===== Selected excerpt =====

# Level 5 D.W. finish



## Brad225 (May 12, 2011)

I currently have the drywall in my own home I am remodeling to a level 4 and am looking for someone with experience to apply USG Tuff-Hide or equal products to bring it to a lever 5. 
I am located in Wesley Chapel Fl. which is in the greater Tampa Bay area. If any of you can steer me to someone that has experience I would appreciate it. 
I tried my USG supplier where all of the materials came from but no luck so far.

Thanks
Brad


----------



## BrandConst (May 9, 2011)

I've used tuff hide before, not a big fan of it. I've learned that pulling a tight float on the entire surface, then sanding and then check with a spot light upclose and touch up as needed will get you where you want, my drywall sub does a great level 5 but I'm in TX. this is what the does, not cheap by any means. I try to talk people out of it because you can never patch the wall with out having to redo the whole wall.


----------



## [email protected] (Jan 10, 2010)

Level 5 in residential. Why


----------



## rjconstructs (Apr 26, 2009)

I'm not familiar with the description and details of each level of drywall finish. Can anyone enlighten me?


----------



## Anti-wingnut (Mar 12, 2009)

http://www.gypsum.org/pdf/GA-214-M-97.pdf


----------



## griz (Nov 26, 2009)

http://www.gypsum.org/pdf/GA-214-M-97.pdf


----------



## Anti-wingnut (Mar 12, 2009)

Ha ha, beat you


----------



## Anti-wingnut (Mar 12, 2009)

And you're a moderator too.

Does that mean I get your job now?


----------



## griz (Nov 26, 2009)

Lucky shot:whistling

You want this job???:no:


----------



## Sir Mixalot (Jan 6, 2008)

Brad225 said:


> I currently have the drywall in my own home I am remodeling to a level 4 and am looking for someone with experience to apply USG Tuff-Hide or equal products to bring it to a lever 5.
> I am located in Wesley Chapel Fl. which is in the greater Tampa Bay area. *If any of you can steer me to someone that has experience I would appreciate it*. I tried my USG supplier where all of the materials came from but no luck so far.
> 
> Thanks
> Brad


Brad, You could message *Willie T* on here. 
He's in St. Petersburg. But, Willie might be able to steer you in the right direction.

-Paul


----------



## Brad225 (May 12, 2011)

===== Items =====

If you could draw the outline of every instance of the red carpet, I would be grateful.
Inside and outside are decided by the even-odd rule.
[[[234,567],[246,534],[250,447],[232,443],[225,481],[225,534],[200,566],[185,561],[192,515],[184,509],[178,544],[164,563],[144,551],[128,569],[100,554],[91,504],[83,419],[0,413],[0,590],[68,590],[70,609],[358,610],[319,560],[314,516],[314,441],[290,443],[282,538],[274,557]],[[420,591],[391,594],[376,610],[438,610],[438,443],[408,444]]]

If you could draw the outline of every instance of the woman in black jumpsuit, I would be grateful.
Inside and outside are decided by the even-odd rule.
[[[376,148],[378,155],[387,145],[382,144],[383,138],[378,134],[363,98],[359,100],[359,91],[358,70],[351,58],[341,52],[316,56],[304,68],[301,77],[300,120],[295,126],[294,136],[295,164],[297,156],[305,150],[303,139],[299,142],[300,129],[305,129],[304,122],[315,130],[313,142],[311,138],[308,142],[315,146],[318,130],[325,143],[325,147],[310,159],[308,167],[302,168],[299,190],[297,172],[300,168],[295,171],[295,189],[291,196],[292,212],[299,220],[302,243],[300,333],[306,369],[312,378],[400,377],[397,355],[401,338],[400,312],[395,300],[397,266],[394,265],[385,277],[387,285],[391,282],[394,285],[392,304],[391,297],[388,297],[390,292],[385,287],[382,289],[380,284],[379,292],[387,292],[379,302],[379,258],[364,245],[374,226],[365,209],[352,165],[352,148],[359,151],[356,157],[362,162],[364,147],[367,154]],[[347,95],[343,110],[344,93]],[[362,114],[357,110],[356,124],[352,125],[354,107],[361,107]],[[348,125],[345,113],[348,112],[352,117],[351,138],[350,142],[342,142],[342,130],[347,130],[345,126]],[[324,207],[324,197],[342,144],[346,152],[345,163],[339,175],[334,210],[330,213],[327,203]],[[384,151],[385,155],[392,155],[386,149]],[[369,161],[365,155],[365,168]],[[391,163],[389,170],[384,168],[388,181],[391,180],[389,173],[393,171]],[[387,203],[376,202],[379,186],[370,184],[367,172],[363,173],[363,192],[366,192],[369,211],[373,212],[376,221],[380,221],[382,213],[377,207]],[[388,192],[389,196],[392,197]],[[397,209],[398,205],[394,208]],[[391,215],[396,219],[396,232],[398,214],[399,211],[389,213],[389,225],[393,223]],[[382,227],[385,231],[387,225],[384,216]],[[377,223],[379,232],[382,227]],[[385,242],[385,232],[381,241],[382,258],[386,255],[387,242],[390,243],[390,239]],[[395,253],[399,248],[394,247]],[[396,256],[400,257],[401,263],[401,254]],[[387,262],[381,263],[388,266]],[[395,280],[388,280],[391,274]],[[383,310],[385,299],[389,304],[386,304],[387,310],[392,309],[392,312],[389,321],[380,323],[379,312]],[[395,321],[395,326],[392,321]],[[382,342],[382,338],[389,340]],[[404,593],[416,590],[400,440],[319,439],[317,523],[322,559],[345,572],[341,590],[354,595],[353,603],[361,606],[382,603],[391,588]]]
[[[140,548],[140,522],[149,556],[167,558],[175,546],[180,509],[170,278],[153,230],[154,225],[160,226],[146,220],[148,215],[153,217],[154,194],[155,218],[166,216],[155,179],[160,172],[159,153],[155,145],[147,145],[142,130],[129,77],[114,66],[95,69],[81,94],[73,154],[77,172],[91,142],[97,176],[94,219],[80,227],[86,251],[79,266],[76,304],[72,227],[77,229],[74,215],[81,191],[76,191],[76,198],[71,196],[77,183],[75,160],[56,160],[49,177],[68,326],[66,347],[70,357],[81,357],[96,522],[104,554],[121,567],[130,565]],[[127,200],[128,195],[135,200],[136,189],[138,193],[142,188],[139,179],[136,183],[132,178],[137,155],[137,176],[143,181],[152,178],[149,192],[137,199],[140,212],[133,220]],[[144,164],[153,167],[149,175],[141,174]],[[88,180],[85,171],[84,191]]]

=====

→ **Instructions**
[A] Repeat everything in the drywall finish thread from "## Sir Mixalot" down to "the right direction.", with no changes.
[B] Pull out each line of the listing that contains the word "outline".

→ **Answers for the exercise**
[A]
## Sir Mixalot (Jan 6, 2008)

Brad225 said:


> I currently have the drywall in my own home I am remodeling to a level 4 and am looking for someone with experience to apply USG Tuff-Hide or equal products to bring it to a lever 5.
> I am located in Wesley Chapel Fl. which is in the greater Tampa Bay area. *If any of you can steer me to someone that has experience I would appreciate it*. I tried my USG supplier where all of the materials came from but no luck so far.
> 
> Thanks
> Brad


Brad, You could message *Willie T* on here. 
He's in St. Petersburg. But, Willie might be able to steer you in the right direction.

[B]
If you could draw the outline of every instance of the red carpet, I would be grateful.
If you could draw the outline of every instance of the woman in black jumpsuit, I would be grateful.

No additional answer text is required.